--- Available records Enclosed Below ---

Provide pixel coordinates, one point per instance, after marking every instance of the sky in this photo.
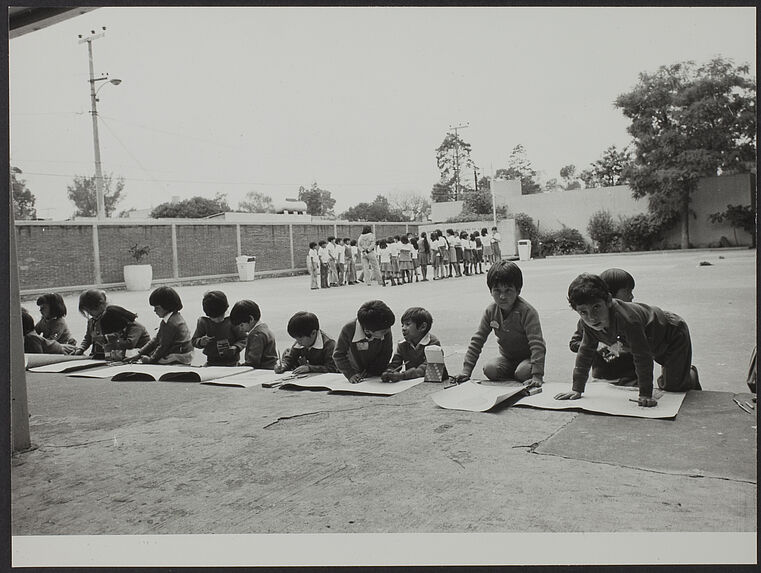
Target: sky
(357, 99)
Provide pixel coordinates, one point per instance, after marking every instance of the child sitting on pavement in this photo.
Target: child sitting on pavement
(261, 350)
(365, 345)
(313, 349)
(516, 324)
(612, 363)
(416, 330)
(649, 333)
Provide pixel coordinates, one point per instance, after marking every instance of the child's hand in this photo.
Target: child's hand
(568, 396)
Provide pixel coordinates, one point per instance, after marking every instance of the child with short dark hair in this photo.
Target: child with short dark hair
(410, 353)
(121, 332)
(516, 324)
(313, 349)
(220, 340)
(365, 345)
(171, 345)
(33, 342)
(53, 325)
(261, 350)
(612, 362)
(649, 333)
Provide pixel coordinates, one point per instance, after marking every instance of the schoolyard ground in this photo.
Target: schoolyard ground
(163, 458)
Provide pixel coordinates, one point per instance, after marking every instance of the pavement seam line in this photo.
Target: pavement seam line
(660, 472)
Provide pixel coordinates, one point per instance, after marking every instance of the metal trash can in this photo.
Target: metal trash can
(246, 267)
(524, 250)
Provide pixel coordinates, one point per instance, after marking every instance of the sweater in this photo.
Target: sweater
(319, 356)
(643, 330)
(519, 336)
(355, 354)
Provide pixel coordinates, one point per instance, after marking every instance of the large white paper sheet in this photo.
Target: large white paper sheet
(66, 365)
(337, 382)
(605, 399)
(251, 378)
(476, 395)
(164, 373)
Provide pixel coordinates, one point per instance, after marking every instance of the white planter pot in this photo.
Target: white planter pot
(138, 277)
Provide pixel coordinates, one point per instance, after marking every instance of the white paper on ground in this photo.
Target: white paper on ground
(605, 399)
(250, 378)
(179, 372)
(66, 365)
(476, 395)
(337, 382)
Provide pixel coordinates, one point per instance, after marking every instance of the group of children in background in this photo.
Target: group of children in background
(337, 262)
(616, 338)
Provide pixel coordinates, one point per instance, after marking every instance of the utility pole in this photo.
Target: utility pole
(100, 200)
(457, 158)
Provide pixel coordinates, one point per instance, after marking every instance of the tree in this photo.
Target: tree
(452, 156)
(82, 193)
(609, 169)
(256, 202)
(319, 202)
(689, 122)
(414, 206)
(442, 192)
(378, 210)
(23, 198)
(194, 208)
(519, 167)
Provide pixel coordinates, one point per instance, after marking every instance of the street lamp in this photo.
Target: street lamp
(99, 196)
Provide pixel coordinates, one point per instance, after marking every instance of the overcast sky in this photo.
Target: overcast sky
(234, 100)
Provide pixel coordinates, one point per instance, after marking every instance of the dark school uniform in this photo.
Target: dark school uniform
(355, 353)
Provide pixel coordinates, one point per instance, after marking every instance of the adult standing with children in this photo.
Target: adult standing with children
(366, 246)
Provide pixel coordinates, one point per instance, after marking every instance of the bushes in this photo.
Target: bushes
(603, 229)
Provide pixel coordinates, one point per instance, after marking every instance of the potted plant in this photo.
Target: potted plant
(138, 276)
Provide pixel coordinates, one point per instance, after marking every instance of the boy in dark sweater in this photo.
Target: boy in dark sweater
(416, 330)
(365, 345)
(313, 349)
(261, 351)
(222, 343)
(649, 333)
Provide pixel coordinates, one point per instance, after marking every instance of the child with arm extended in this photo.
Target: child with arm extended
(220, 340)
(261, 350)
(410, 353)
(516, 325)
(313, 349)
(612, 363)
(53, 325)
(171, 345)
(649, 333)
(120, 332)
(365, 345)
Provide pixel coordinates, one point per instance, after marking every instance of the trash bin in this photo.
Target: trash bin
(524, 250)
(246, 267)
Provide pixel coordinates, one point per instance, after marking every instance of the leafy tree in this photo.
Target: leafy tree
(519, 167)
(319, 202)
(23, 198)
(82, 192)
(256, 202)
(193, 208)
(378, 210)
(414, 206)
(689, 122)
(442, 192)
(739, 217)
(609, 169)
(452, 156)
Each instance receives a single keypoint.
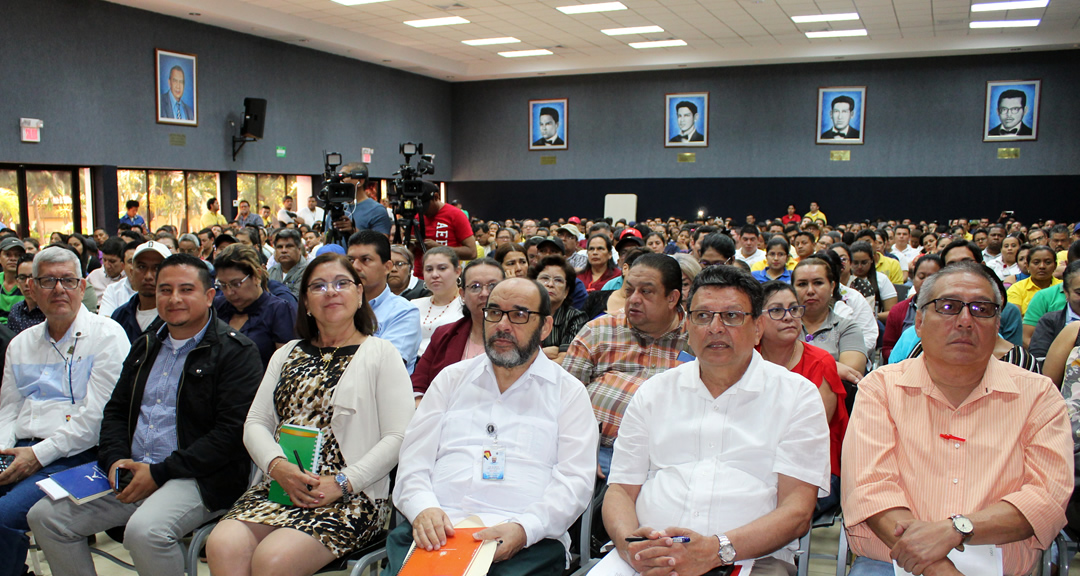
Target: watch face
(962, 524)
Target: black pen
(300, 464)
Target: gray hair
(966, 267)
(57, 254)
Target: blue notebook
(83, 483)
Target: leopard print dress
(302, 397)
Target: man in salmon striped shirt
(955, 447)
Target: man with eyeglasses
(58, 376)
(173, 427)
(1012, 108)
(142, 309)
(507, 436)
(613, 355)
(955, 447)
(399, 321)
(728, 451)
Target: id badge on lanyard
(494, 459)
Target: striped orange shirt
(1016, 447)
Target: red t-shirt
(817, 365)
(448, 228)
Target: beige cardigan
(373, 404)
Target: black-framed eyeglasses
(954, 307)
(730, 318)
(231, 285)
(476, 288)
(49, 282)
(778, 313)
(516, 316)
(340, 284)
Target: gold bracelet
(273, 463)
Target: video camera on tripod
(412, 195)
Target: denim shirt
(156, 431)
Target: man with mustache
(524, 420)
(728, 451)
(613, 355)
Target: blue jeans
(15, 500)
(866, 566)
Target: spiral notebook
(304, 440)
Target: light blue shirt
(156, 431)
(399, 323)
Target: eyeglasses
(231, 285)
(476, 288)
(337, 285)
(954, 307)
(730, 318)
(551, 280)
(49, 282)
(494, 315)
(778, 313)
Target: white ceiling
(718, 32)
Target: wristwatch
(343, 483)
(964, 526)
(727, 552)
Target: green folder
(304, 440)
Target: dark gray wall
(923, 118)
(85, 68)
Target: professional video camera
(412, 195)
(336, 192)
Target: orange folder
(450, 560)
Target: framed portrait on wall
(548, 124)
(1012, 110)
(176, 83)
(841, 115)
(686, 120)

--- End of Enclosed Available records ---

» Work to complete
No picture should be included when the data are set down again exactly.

» Response
Provide pixel coordinates, one point per instance, after marking every instance of the sky in this photo.
Target: sky
(357, 99)
Provide pixel coordinates, one point per instance, after marking every instance of the child sitting on pavement in this photo.
Target: child sitting on pavement
(261, 350)
(365, 345)
(313, 349)
(516, 324)
(612, 363)
(416, 330)
(649, 333)
Provide pixel coordinates, one point per instance, after marking every instance of the child's hand in this photo.
Target: child's hand
(568, 396)
Provide pixel coordinates, one point per instance, after marking every instance of the child with short dark hair in this photo.
Target: child with short dark hair
(410, 353)
(121, 332)
(516, 324)
(313, 349)
(220, 340)
(365, 345)
(171, 345)
(33, 342)
(53, 325)
(261, 350)
(612, 362)
(649, 333)
Provide pixel coordinates, one point per instance, after marking every instance of the schoolyard ground in this photo.
Target: schoolyard ground
(163, 458)
Provide pixel coordinates, one point per instance, after marking every instance of the pavement seam line in this photo.
Target: pavement seam line
(660, 472)
Provide pixel coordinates, one point per instance, after marking every instance of the metal trash can in this photo.
Target: metal trash can
(246, 267)
(524, 250)
Provide pixel coordinates, one point per instance, after marking every instance of the sweater in this photo.
Target: sweater
(319, 356)
(643, 330)
(519, 336)
(355, 354)
Provide pixel coordinates, one point per instance, after marking every instance of the large white paper sheet in this photo.
Target: large white paper sheet
(66, 365)
(337, 382)
(605, 399)
(251, 378)
(476, 395)
(164, 373)
Provide pixel coordinates, one point per instance, after marking every instance of the white planter pot in this photo.
Target: white planter pot
(138, 277)
Provide pixel coordinates, one point per instance, after marking every instance of the white paper on ground in this photo.
Target: white paper on ground
(605, 399)
(250, 378)
(179, 372)
(66, 365)
(476, 395)
(337, 382)
Provide pixel coordinates, one point per instance, after marking every instance of the group of children in background in this photo.
Target: group of children in background
(337, 262)
(616, 338)
Provide pixel coordinates, one point per instance, after marking every instance of the utility pole in this photo.
Target: utility pole
(100, 200)
(457, 158)
Provide pixel coordinates, one point per instance, after marking every instance of the tree in this photo.
Target: tree
(452, 156)
(82, 193)
(609, 169)
(256, 202)
(319, 202)
(689, 122)
(414, 206)
(442, 192)
(378, 210)
(23, 198)
(194, 208)
(519, 167)
Provide pixel coordinates, one point per instance, after marking every instance of the street lamp in this photo.
Target: street lamp
(99, 196)
Provide pixel coordinates, one point per instance, after marking every instance of the overcast sky in this photo.
Target: overcast sky
(234, 100)
Provide pixel coordinates, one point per instance, after marking every instance of the dark school uniform in this photo.
Target: dark school uniform
(355, 353)
Provide pixel coordinates, one point per instance, after marking every instance of the adult standing with children in this photo.
Target: adult standing with children
(366, 246)
Provide pixel coordinates, one point per instance, after marking every instance of the bushes in this photo.
Target: bushes
(603, 229)
Provide pixel coordinates, one point per instance, after marking every instance of the potted plant in this photo.
Target: potted plant
(138, 276)
Provide pixel coordinates, one point per instance, after marking every instance of the boy in dark sweater in this photo.
Target: boy in dark sweater
(416, 330)
(365, 345)
(313, 349)
(261, 351)
(222, 343)
(649, 333)
Provide pixel coordinates, one point per instance, after marking every instance of the child with arm extended in this photo.
Target: child with arm extended
(220, 340)
(261, 350)
(410, 353)
(516, 325)
(313, 349)
(612, 363)
(53, 325)
(171, 345)
(649, 333)
(120, 332)
(365, 345)
Provide pixel coordinates, one point per instance, after marking every instance of the trash bin in this photo.
Target: trash bin
(524, 250)
(246, 267)
Provide pixel coordinates, one point per instance, after marking every instance of the leafy tree in this photo.
Target: leafy tree
(519, 167)
(319, 202)
(23, 198)
(82, 192)
(256, 202)
(193, 208)
(378, 210)
(414, 206)
(689, 122)
(442, 192)
(739, 217)
(609, 169)
(452, 156)
Each instance receives a single keypoint.
Target: watch face
(962, 524)
Target: black pen
(300, 464)
Target: gray hair
(966, 267)
(57, 254)
Target: blue notebook
(83, 483)
Target: leopard print dress
(302, 397)
Target: man in salmon striped shirt
(955, 447)
Target: man with eyeglasses
(58, 376)
(173, 427)
(1012, 108)
(142, 309)
(507, 436)
(613, 355)
(955, 447)
(399, 321)
(728, 451)
Target: id badge on lanyard
(494, 459)
Target: striped orange shirt
(1016, 447)
Target: red t-shirt
(817, 365)
(448, 228)
Target: beige cardigan
(373, 404)
Target: black-framed eyeglasses
(954, 307)
(730, 318)
(231, 285)
(476, 288)
(49, 282)
(778, 313)
(516, 316)
(340, 284)
Target: gold bracelet
(273, 463)
Target: video camera on tripod
(412, 195)
Target: denim shirt
(156, 431)
Target: man with mustache
(524, 420)
(728, 451)
(613, 355)
Target: blue jeans
(15, 500)
(866, 566)
Target: spiral notebook
(304, 440)
Target: light blue shirt
(156, 431)
(399, 323)
Target: eyeglasses
(231, 285)
(476, 288)
(337, 285)
(954, 307)
(730, 318)
(551, 280)
(49, 282)
(494, 315)
(778, 313)
Target: white ceiling
(718, 32)
Target: wristwatch
(343, 483)
(964, 526)
(727, 552)
Target: green folder
(304, 440)
Target: dark gray wall
(923, 118)
(85, 68)
Target: professional video camera
(412, 195)
(336, 192)
Target: orange folder
(450, 560)
Target: framed portrait on wall
(548, 124)
(1012, 110)
(176, 83)
(841, 115)
(686, 120)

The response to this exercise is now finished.